Last week I received the community ed class schedule for our local community college. For the first time in a long time, I flipped through the newspaper print pages skimming it cover to cover, circling classes I wanted to take.
I found myself marking up almost entire pages, particularly the art section: “Nature Journaling,” “Drawing at the Portland Art Museum,” “Botanical Illustration”! It all sounded so fun. There were even writing classes that are so up my alley: “Reading and Writing Stories in the End Times” and “Weird Fiction Workshop.”
Beyond the arts, there were earthquake preparedness courses, grant writing courses, and cooking courses. Why had I not dug into community college offerings more? I wondered to myself.
The answer, of course, is time. I’ve taken occasional remote classes form PCC such as identifying plants and foraging for beginners (which honestly is only so helpful when it’s online and not out in the woods). They were fun and interesting, but I hadn’t really dug in deeper, especially for in-person classes because being a working mom with a spouse who has an inflexible schedule can be a challenge. By the time I convinced myself to sign up for the “Drawing at the Portland Art Museum” class, though, it was a few days after registration opened and both sections were sold out. In fact, all the classes I was interested in were.
I was disappointed, of course, but I knew the array of offerings from the community college is a constant. And that is exactly what makes the community college so wonderful. It is a public, local resource that we should all be investing in. It’s a great thing these classes are full because it means they’re being utilized.
With a dad who spent his entire career as a community college professor—teaching English and communication studies—I was raised in a home that valued community colleges. While I ended up going to a four-year college, my dad and I had a lot of conversations about how essential community colleges are. They make secondary education accessible, but they also create a link to the community. They are public resource that helps maintain the vibrancy of a community.

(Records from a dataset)
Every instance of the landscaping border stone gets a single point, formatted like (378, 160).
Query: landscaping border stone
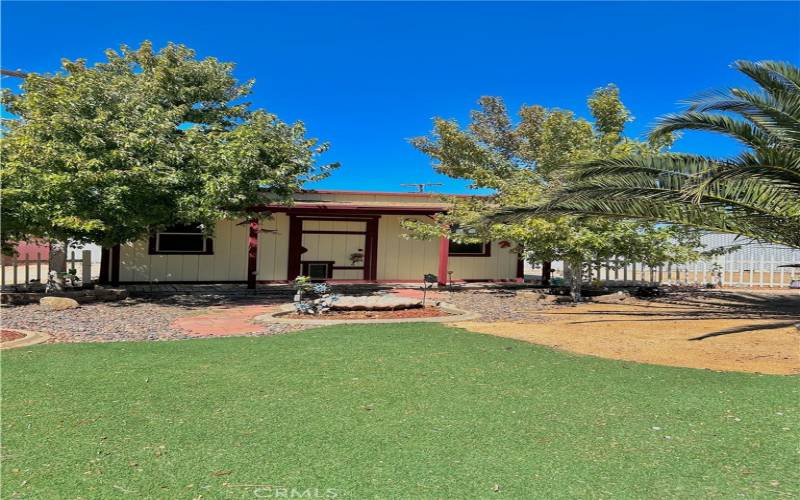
(455, 315)
(30, 338)
(80, 296)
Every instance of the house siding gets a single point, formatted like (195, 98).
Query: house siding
(398, 258)
(228, 263)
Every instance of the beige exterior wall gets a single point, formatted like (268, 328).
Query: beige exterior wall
(229, 262)
(273, 248)
(502, 264)
(398, 258)
(402, 259)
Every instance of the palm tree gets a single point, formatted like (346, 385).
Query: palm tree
(756, 194)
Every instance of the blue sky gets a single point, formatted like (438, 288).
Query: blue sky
(367, 76)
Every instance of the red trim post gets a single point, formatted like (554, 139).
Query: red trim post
(371, 254)
(295, 247)
(115, 265)
(444, 252)
(252, 254)
(105, 264)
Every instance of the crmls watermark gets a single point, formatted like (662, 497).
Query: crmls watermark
(269, 491)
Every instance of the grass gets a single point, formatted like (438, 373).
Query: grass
(389, 411)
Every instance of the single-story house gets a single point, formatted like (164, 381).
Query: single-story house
(347, 236)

### Tasks and exercises
A - Answer these questions using the passage on community college classes:
(i) Which section of the class schedule did the writer mark up most heavily?
(ii) Which class did the writer try to register for, only to find both sections sold out?
(iii) What subjects did the writer's father teach as a community college professor?
B - Count the lines of the rows that contain the string "siding", treating case as significant, and reply with only the number.

### Problem solutions
A -
(i) The art section.
(ii) "Drawing at the Portland Art Museum."
(iii) English and communication studies.

B - 2